In one to three sentences, explain why, according to the real estate roundup, analysts think institutional owners are selling Metro Vancouver properties.

SELECTED EXTRACT
Begin

8 things that mattered in real estate

Institutional property owners cash out
The imminent sale of 49% of the Ontario Teachers’ Pension Plan’s entire $5 billion property portfolio in Metro Vancouver, which includes Vancouver’s Pacific Centre mall, is just the latest exit by big investors. Ivanhoé Cambridge, the real estate arm of the Caisse de dépôt et placement du Québec pension fund, and the Healthcare of Ontario Pension Plan are seeking about $800 million for office towers they own in Burnaby. Analysts say the sales reflect a desire to reap record-high evaluations.

Major mall opens
Tsawwassen Mills, a 1.2-million-square-foot shopping centre in South Delta by Ivanhoé Cambridge, opened in October. It is the largest enclosed mall in BC and the largest built in Canada in recent years. Led by Metro Vancouver, BC is averaging $6.1 billion in monthly retail sales, the highest level in Western Canada, according to Statistics Canada.

End

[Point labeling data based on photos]
Begin

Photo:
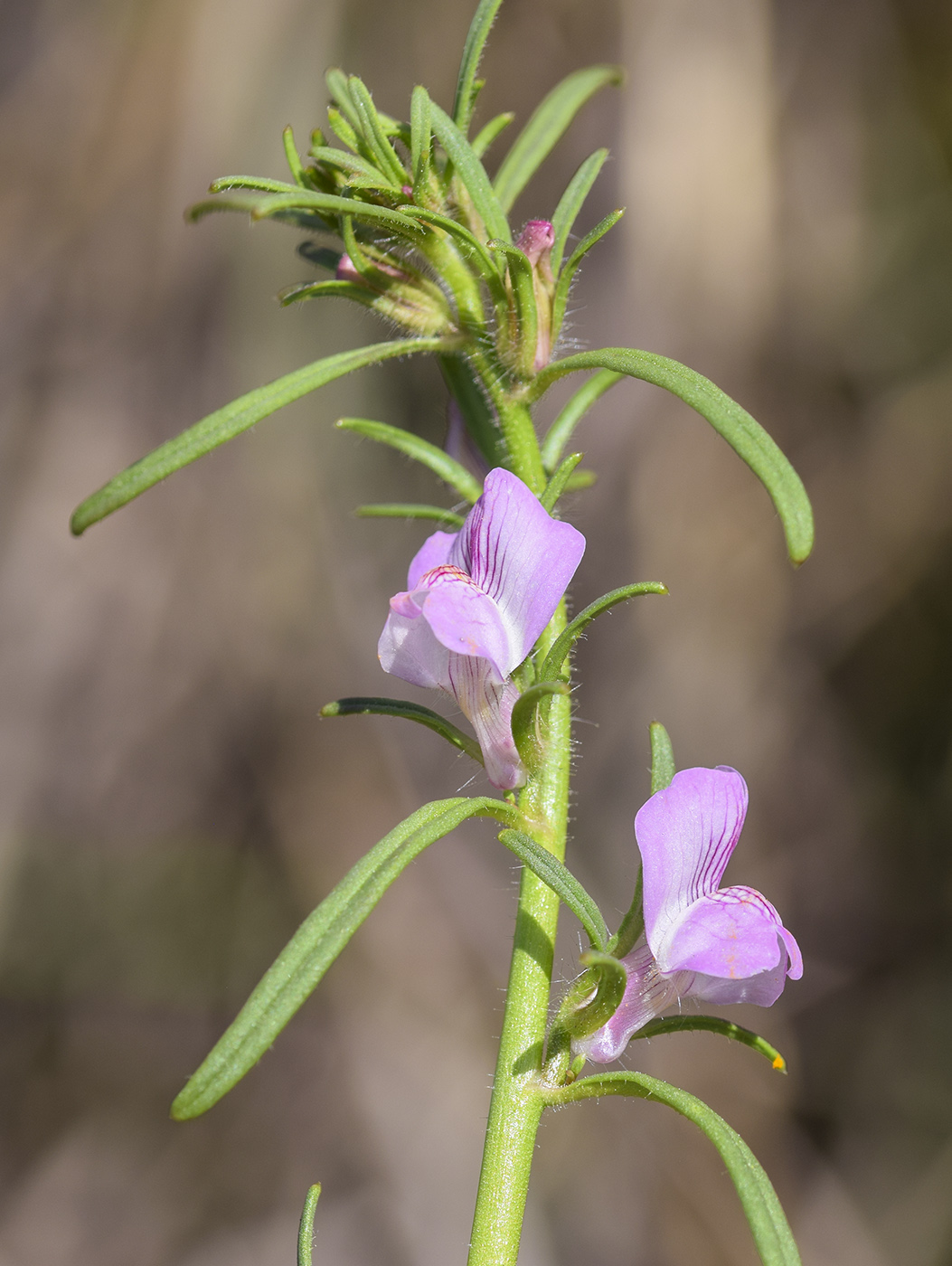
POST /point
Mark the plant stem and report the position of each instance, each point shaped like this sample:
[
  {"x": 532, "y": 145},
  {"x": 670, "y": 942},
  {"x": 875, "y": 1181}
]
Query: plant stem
[{"x": 517, "y": 1104}]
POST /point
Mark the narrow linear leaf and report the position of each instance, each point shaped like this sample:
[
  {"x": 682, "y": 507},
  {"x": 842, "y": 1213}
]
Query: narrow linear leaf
[
  {"x": 525, "y": 737},
  {"x": 297, "y": 294},
  {"x": 632, "y": 924},
  {"x": 472, "y": 52},
  {"x": 420, "y": 449},
  {"x": 344, "y": 161},
  {"x": 339, "y": 89},
  {"x": 746, "y": 436},
  {"x": 306, "y": 1232},
  {"x": 261, "y": 183},
  {"x": 344, "y": 130},
  {"x": 663, "y": 757},
  {"x": 569, "y": 636},
  {"x": 420, "y": 142},
  {"x": 571, "y": 203},
  {"x": 309, "y": 200},
  {"x": 714, "y": 1025},
  {"x": 231, "y": 420},
  {"x": 316, "y": 943},
  {"x": 373, "y": 135},
  {"x": 559, "y": 480},
  {"x": 358, "y": 706},
  {"x": 401, "y": 510},
  {"x": 480, "y": 420},
  {"x": 294, "y": 158},
  {"x": 471, "y": 244},
  {"x": 471, "y": 173},
  {"x": 544, "y": 128},
  {"x": 762, "y": 1209},
  {"x": 568, "y": 275},
  {"x": 572, "y": 413},
  {"x": 561, "y": 880},
  {"x": 485, "y": 137}
]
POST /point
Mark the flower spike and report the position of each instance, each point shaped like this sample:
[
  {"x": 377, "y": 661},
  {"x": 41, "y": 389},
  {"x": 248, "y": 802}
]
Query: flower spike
[
  {"x": 720, "y": 945},
  {"x": 475, "y": 604}
]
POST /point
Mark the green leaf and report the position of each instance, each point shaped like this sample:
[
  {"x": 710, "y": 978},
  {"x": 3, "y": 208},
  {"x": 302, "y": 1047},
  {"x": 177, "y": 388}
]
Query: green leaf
[
  {"x": 480, "y": 420},
  {"x": 749, "y": 439},
  {"x": 339, "y": 88},
  {"x": 358, "y": 706},
  {"x": 546, "y": 127},
  {"x": 572, "y": 413},
  {"x": 474, "y": 250},
  {"x": 316, "y": 943},
  {"x": 261, "y": 183},
  {"x": 562, "y": 883},
  {"x": 663, "y": 757},
  {"x": 556, "y": 485},
  {"x": 569, "y": 636},
  {"x": 472, "y": 52},
  {"x": 764, "y": 1212},
  {"x": 372, "y": 130},
  {"x": 472, "y": 174},
  {"x": 303, "y": 290},
  {"x": 632, "y": 924},
  {"x": 568, "y": 274},
  {"x": 401, "y": 510},
  {"x": 420, "y": 142},
  {"x": 523, "y": 723},
  {"x": 306, "y": 1232},
  {"x": 571, "y": 203},
  {"x": 344, "y": 161},
  {"x": 420, "y": 449},
  {"x": 714, "y": 1025},
  {"x": 225, "y": 423},
  {"x": 294, "y": 158},
  {"x": 309, "y": 200},
  {"x": 344, "y": 130},
  {"x": 485, "y": 137}
]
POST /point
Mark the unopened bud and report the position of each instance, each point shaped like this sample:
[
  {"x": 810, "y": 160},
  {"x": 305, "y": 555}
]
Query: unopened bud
[{"x": 536, "y": 242}]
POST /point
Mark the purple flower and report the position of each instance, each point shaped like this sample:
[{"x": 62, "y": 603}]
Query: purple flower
[
  {"x": 721, "y": 945},
  {"x": 476, "y": 601}
]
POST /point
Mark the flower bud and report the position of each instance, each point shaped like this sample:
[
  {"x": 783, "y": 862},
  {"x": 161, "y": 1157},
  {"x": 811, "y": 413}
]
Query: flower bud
[{"x": 536, "y": 242}]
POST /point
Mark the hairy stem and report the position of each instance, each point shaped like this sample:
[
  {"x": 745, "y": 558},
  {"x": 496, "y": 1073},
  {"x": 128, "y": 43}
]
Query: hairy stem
[{"x": 517, "y": 1104}]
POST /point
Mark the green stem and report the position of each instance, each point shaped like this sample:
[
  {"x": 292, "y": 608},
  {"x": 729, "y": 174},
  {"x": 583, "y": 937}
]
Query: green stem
[{"x": 517, "y": 1104}]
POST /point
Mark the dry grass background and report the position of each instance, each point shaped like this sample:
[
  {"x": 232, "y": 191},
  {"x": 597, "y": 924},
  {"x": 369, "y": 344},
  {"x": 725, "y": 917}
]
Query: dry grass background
[{"x": 170, "y": 803}]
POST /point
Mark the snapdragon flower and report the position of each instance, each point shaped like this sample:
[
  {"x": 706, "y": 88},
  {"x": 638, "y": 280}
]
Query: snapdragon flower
[
  {"x": 720, "y": 945},
  {"x": 476, "y": 601}
]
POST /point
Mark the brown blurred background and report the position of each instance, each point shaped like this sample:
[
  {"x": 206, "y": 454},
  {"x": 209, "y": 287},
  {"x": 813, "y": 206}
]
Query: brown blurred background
[{"x": 170, "y": 803}]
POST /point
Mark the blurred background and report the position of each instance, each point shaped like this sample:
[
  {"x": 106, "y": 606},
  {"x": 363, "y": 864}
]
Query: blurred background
[{"x": 170, "y": 803}]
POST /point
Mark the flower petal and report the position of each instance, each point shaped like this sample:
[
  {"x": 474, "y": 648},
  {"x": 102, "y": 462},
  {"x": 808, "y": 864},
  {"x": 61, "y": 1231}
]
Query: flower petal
[
  {"x": 759, "y": 990},
  {"x": 464, "y": 619},
  {"x": 518, "y": 554},
  {"x": 432, "y": 553},
  {"x": 732, "y": 934},
  {"x": 489, "y": 706},
  {"x": 409, "y": 649},
  {"x": 647, "y": 994},
  {"x": 686, "y": 835}
]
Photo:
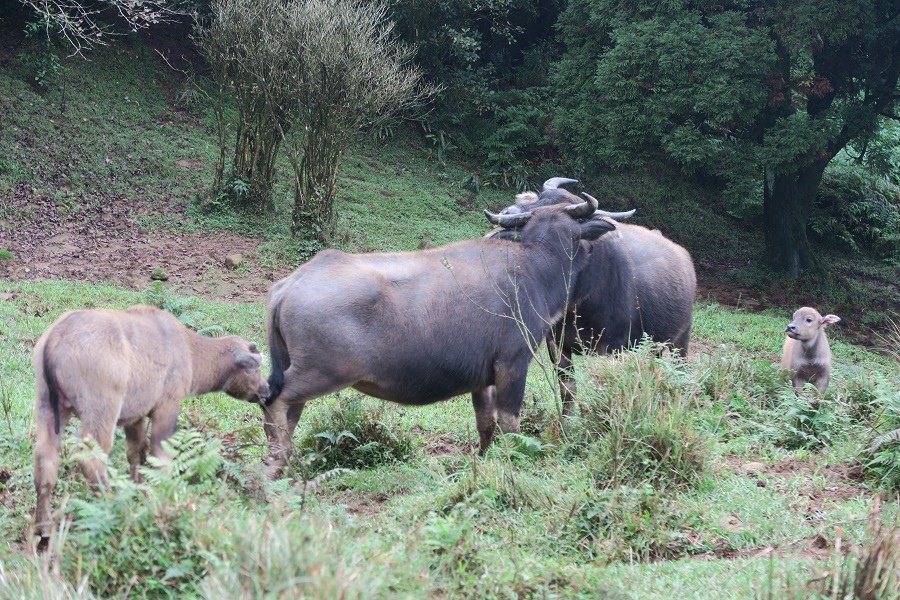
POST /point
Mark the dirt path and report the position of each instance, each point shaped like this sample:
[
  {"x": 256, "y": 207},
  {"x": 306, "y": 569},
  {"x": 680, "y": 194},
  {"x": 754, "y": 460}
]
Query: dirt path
[{"x": 104, "y": 243}]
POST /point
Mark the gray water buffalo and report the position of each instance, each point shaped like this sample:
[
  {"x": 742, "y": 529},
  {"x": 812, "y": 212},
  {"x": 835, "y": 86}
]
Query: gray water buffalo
[
  {"x": 806, "y": 353},
  {"x": 110, "y": 368},
  {"x": 636, "y": 281},
  {"x": 421, "y": 327}
]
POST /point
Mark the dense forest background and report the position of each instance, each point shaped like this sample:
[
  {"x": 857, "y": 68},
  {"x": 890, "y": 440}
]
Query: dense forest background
[
  {"x": 188, "y": 155},
  {"x": 776, "y": 121}
]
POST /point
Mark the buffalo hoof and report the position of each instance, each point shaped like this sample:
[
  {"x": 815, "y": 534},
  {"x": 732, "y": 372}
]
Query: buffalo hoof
[{"x": 273, "y": 469}]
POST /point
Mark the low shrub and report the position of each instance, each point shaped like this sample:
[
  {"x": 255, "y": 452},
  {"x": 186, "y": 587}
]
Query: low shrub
[
  {"x": 881, "y": 458},
  {"x": 185, "y": 308}
]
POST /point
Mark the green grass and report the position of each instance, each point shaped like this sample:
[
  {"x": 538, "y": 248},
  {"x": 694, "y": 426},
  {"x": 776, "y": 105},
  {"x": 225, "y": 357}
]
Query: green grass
[
  {"x": 539, "y": 515},
  {"x": 440, "y": 520}
]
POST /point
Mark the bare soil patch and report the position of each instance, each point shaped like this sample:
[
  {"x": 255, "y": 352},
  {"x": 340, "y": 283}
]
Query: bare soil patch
[
  {"x": 843, "y": 482},
  {"x": 364, "y": 505},
  {"x": 102, "y": 242}
]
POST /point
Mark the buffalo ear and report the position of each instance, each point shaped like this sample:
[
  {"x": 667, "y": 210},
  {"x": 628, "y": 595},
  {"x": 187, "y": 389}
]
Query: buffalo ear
[
  {"x": 593, "y": 229},
  {"x": 513, "y": 235},
  {"x": 247, "y": 361}
]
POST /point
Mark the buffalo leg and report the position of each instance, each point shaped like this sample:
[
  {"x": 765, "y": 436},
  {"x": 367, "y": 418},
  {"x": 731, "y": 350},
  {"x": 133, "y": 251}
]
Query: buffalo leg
[
  {"x": 279, "y": 422},
  {"x": 46, "y": 467},
  {"x": 510, "y": 382},
  {"x": 280, "y": 419},
  {"x": 136, "y": 446},
  {"x": 484, "y": 401},
  {"x": 164, "y": 419}
]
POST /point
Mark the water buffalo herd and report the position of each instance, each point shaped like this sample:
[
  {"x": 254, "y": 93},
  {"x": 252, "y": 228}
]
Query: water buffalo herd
[{"x": 409, "y": 327}]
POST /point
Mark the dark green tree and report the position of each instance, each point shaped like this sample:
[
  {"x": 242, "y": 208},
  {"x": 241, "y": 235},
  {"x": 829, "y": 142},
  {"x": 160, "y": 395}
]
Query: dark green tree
[{"x": 749, "y": 91}]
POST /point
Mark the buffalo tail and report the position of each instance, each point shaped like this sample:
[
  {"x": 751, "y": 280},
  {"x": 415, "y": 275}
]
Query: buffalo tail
[{"x": 278, "y": 352}]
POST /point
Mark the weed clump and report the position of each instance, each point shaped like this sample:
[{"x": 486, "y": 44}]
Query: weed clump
[
  {"x": 810, "y": 422},
  {"x": 185, "y": 308},
  {"x": 881, "y": 458},
  {"x": 145, "y": 533},
  {"x": 289, "y": 556},
  {"x": 627, "y": 523},
  {"x": 638, "y": 421},
  {"x": 870, "y": 571},
  {"x": 355, "y": 435}
]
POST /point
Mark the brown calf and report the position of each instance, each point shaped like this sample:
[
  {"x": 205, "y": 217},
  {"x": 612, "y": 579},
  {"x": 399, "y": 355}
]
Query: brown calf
[
  {"x": 118, "y": 368},
  {"x": 806, "y": 353}
]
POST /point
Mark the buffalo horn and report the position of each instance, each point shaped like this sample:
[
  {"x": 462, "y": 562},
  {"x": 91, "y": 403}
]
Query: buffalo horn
[
  {"x": 554, "y": 182},
  {"x": 508, "y": 221},
  {"x": 604, "y": 213},
  {"x": 583, "y": 209}
]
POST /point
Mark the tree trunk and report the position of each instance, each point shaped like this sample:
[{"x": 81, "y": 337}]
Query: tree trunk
[{"x": 787, "y": 200}]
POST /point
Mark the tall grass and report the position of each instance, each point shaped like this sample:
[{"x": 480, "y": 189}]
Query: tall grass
[{"x": 639, "y": 421}]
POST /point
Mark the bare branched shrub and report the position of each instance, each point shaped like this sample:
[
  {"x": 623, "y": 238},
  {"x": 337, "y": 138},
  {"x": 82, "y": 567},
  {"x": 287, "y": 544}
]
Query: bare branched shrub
[
  {"x": 310, "y": 74},
  {"x": 82, "y": 24},
  {"x": 241, "y": 56}
]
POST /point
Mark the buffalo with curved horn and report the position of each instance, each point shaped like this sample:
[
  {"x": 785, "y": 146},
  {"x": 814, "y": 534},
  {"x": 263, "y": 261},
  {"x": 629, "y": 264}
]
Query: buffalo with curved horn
[
  {"x": 636, "y": 281},
  {"x": 421, "y": 327}
]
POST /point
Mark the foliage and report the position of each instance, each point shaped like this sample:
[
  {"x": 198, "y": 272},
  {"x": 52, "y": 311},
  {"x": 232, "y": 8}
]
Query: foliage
[
  {"x": 41, "y": 56},
  {"x": 283, "y": 556},
  {"x": 528, "y": 518},
  {"x": 626, "y": 523},
  {"x": 857, "y": 211},
  {"x": 492, "y": 58},
  {"x": 637, "y": 423},
  {"x": 145, "y": 532},
  {"x": 353, "y": 434},
  {"x": 881, "y": 457},
  {"x": 309, "y": 75},
  {"x": 731, "y": 90},
  {"x": 810, "y": 421},
  {"x": 185, "y": 308}
]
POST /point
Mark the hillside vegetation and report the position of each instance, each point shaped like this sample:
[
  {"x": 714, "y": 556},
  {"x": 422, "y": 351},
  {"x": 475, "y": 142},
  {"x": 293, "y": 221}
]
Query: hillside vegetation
[{"x": 703, "y": 477}]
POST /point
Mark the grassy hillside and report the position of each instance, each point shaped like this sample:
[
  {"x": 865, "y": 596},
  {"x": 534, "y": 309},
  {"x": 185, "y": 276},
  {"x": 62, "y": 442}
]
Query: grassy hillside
[
  {"x": 697, "y": 478},
  {"x": 566, "y": 509}
]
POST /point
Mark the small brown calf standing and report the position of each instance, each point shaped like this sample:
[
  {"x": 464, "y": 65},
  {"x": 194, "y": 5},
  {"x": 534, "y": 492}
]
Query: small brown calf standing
[
  {"x": 806, "y": 353},
  {"x": 118, "y": 368}
]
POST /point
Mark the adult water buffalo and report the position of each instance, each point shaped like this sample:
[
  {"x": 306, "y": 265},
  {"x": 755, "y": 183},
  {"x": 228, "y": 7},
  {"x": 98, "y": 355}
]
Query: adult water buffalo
[
  {"x": 636, "y": 281},
  {"x": 420, "y": 327}
]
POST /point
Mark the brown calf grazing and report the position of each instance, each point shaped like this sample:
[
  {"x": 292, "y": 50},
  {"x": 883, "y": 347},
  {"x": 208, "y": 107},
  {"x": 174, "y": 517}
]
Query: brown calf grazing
[
  {"x": 118, "y": 368},
  {"x": 806, "y": 353}
]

End

SOLUTION TO THE EXERCISE
Analysts say the sales by institutional owners, such as the Ontario Teachers' Pension Plan, Ivanhoé Cambridge and the Healthcare of Ontario Pension Plan, reflect a desire to reap record-high evaluations.